T 0210/93 () of 12.7.1994

European Case Law Identifier: ECLI:EP:BA:1994:T021093.19940712
Date of decision: 12 July 1994
Case number: T 0210/93
Application number: 85905026.2
IPC class: C08F 8/22
Language of proceedings: EN
Distribution: B
Download and more information:
Decision text in EN (PDF, 508 KB)
Documentation of the appeal procedure can be found in the Register
Bibliographic information is available in: EN
Versions: Unpublished
Title of application: Process for producing brominated butyl rubber high in primary allylic bromine
Applicant name: Exxon Research and Engineering Company
Opponent name: -
Board: 3.3.03
Headnote: -
Relevant legal provisions:
European Patent Convention 1973 Art 54
Keywords: Novelty (denied) - use of a known process for preparing its inevitable product (G 0006/88/distinguished)
Admissibility of appeal - statement of grounds
Oral proceedings - request
Novelty - selection from a range
Catchwords:

-

Cited decisions:
G 0002/88
G 0006/88
G 0001/92
T 0198/84
T 0026/85
Citing decisions:
T 0910/98
T 0952/99
T 0684/02
T 1343/04
T 1188/06
T 0461/07
T 2215/08
T 1822/12
T 2520/12
T 1317/15

Summary of Facts and Submissions

I. European patent application No. 85 905 026.2, Publication No. 200 742, filed on 26 September 1985 with the international filing No. PCT/US85/01858, and claiming priority from a US application filed on 1. October 1984, was refused by the Examining Division on 1 April 1992.

II. The decision of refusal was taken on the basis of Claim 1 filed on 11 January 1991, reading as follows:

"A process for producing brominated butyl rubber having a substantial fraction of the bromine in the primary allylic position characterized in that said process comprises contacting a butyl rubber polymer, predissolved in solvent, with bromine at a temperature of 65°C to 130°C for 1 to 60 minutes."

In that decision the Examining Division held that the subject-matter of Claim 1 lacked novelty with regard to document

D1: US-A-2 955 103,

which disclosed conditions for the bromination of butyl rubber overlapping those of the alleged invention, and which mentioned specific temperatures within the claimed range of the application in suit. Reference was made to decisions T 12/81 (OJ EPO 1982, 296) and T 198/84 (OJ EPO 1985, 209).

III. The Appellant (Applicant) lodged an appeal, received on 1 June 1992, against that decision and paid the appeal fee on the same date. A Statement of Grounds of Appeal was filed on 27 July 1992.

* _ENTRIES_:
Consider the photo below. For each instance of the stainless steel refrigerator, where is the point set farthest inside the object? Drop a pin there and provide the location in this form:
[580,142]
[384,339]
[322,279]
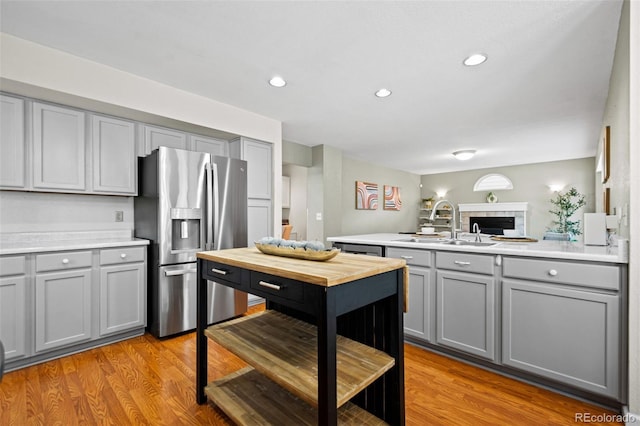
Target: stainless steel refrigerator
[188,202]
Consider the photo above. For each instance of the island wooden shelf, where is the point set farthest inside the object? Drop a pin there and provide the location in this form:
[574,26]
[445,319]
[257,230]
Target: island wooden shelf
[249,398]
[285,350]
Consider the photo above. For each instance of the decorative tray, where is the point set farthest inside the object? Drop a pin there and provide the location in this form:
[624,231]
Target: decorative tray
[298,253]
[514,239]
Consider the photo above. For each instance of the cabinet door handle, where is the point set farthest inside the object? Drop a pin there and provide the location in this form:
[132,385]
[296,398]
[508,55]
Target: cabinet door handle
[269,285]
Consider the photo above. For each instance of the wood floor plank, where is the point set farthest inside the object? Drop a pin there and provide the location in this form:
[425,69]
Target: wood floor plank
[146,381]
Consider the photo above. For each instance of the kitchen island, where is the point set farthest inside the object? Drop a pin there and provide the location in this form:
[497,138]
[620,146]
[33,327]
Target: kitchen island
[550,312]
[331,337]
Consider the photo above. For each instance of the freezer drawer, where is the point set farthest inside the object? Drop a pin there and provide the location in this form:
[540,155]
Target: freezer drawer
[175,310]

* _TASKS TO COMPLETE_:
(A) According to the decision page, on what date did the Examining Division refuse the application?
(B) Reproduce word for word the part of the decision page from "Documentation of the" up to and including "product (G 0006/88/distinguished)".
(C) Turn the paragraph of the decision page that begins "I. European patent application No. 85 905 026.2" into a short list that keeps its main facts.
The records above were drawn from a separate source.

* _ANSWERS BELOW_:
(A) 1 April 1992.

(B)
Documentation of the appeal procedure can be found in the Register
Bibliographic information is available in: EN
Versions: Unpublished
Title of application: Process for producing brominated butyl rubber high in primary allylic bromine
Applicant name: Exxon Research and Engineering Company
Opponent name: -
Board: 3.3.03
Headnote: -
Relevant legal provisions:
European Patent Convention 1973 Art 54
Keywords: Novelty (denied) - use of a known process for preparing its inevitable product (G 0006/88/distinguished)

(C)
- European patent application No. 85 905 026.2, Publication No. 200 742
- Filed on 26 September 1985, international filing No. PCT/US85/01858
- Priority claimed from a US application filed on 1 October 1984
- Refused by the Examining Division on 1 April 1992